## Request
Write each line exactly as it stands, from the line containing "the rear side" through the end of the data.
::: Recorded information :::
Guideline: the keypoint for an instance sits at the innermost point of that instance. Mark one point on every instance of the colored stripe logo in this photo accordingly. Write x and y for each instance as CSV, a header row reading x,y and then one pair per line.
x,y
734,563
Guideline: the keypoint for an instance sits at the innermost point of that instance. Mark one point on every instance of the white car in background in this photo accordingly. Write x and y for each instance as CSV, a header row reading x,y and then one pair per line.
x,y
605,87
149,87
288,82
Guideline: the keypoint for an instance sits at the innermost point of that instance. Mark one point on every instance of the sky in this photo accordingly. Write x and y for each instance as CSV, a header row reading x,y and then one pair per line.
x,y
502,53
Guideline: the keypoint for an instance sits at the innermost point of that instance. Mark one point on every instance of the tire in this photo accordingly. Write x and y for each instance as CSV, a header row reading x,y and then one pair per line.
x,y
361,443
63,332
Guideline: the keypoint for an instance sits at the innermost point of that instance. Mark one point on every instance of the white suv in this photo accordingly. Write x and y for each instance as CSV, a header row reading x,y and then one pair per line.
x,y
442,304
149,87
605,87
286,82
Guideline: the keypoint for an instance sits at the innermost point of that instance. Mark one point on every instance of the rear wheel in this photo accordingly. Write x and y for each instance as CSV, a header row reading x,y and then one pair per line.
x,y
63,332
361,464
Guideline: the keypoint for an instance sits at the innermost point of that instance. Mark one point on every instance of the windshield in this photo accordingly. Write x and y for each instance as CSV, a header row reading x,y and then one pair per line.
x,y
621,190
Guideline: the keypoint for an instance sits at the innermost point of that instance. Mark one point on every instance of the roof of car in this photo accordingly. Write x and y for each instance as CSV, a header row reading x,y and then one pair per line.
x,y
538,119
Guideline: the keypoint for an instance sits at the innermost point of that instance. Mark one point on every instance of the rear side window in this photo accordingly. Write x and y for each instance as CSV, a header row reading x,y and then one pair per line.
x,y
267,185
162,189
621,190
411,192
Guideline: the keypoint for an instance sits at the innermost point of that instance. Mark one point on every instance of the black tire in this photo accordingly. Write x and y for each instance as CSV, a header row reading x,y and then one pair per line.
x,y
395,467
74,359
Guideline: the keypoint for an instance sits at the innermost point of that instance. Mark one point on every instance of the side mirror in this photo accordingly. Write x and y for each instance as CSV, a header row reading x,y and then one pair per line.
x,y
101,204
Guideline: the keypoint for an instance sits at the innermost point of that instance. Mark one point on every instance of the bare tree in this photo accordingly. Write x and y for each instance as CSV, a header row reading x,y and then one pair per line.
:::
## Solution below
Guideline: the keypoint for an instance sits at the innermost point of that instance. Mark one point on every instance of the rear side window in this photo accordingly. Write x and y for each instance as CSV, a header row reading x,y and then one pair per line.
x,y
267,185
162,189
621,190
411,192
Guideline: the keypoint for an instance sits at the innermost point of that instance. Mark one point on every instance of the black tire in this photo accordingly. Write x and y for each instance as CSV, a header row reading x,y and then one pair per line.
x,y
395,467
74,359
Guideline: the keypoint for an instance sits at the innermost point of that instance. Mark one point on every instance of the side mirror in this photo accordingly. Write x and y for each instance as CSV, a header row reading x,y and then one pair per line.
x,y
101,204
Guideline: the keypoint for an instance sits at the innermost point of that instance. Mark one point on every instance of the bare tree in this photo accordingly. Write x and y for each instance as CSV, a header row reading x,y and then one pair per line.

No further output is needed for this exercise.